=== YOUR INSTRUCTIONS ===
Every record must come back exactly as given.

=== MATERIAL FOR THIS TASK ===
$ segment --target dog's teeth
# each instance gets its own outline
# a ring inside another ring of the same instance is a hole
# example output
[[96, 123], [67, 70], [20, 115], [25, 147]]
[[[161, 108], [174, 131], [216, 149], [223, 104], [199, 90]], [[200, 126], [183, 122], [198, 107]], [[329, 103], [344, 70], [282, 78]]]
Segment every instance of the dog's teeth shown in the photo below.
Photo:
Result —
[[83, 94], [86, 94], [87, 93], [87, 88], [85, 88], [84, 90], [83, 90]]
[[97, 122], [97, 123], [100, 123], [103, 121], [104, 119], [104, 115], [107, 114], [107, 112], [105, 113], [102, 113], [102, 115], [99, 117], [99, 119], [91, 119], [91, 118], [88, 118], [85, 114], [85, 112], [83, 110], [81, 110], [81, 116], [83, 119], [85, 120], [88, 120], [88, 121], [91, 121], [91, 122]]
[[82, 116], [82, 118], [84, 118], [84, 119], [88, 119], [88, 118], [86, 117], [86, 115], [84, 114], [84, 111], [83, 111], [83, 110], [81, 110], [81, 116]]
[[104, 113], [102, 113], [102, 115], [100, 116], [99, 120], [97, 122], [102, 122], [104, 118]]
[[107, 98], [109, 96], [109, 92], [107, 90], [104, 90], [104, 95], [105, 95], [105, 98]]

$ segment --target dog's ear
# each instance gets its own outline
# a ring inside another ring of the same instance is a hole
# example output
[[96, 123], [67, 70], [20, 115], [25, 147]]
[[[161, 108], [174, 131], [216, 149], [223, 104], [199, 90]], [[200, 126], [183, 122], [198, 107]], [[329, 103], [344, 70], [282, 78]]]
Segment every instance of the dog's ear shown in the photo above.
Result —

=== SOLVED PROBLEM ===
$ segment --target dog's teeth
# each instance gets its own outline
# a ring inside another ring of the same instance is a hole
# example output
[[96, 123], [67, 70], [20, 115], [25, 147]]
[[[161, 108], [174, 131], [216, 149], [223, 104], [199, 90]], [[200, 126], [183, 122], [198, 107]], [[329, 103], [344, 70], [282, 78]]]
Segment every instance of the dog's teeth shown in the photo below.
Photo:
Result —
[[83, 94], [86, 94], [87, 93], [87, 88], [85, 88], [84, 90], [83, 90]]
[[97, 122], [97, 123], [100, 123], [103, 121], [104, 119], [104, 115], [107, 114], [107, 112], [105, 113], [102, 113], [102, 115], [99, 117], [99, 119], [91, 119], [91, 118], [88, 118], [85, 114], [85, 112], [83, 110], [81, 110], [81, 116], [83, 119], [85, 120], [88, 120], [88, 121], [91, 121], [91, 122]]
[[82, 116], [82, 118], [84, 118], [84, 119], [88, 119], [88, 118], [86, 117], [86, 115], [84, 114], [84, 111], [83, 111], [83, 110], [81, 110], [81, 116]]
[[104, 113], [102, 113], [102, 115], [100, 116], [99, 120], [97, 122], [102, 122], [104, 118]]
[[107, 98], [109, 96], [109, 92], [107, 90], [104, 90], [104, 95], [105, 95], [105, 98]]

$ segment --target dog's ear
# each instance gets its own outline
# a ring inside another ring of the same instance is a hole
# example output
[[96, 123], [67, 70], [20, 115], [25, 147]]
[[[161, 108], [174, 131], [216, 149], [223, 104], [199, 90]], [[200, 126], [183, 122], [198, 107]], [[329, 103], [344, 70], [282, 78]]]
Segment every instance of the dog's ear shown in the photo above.
Result —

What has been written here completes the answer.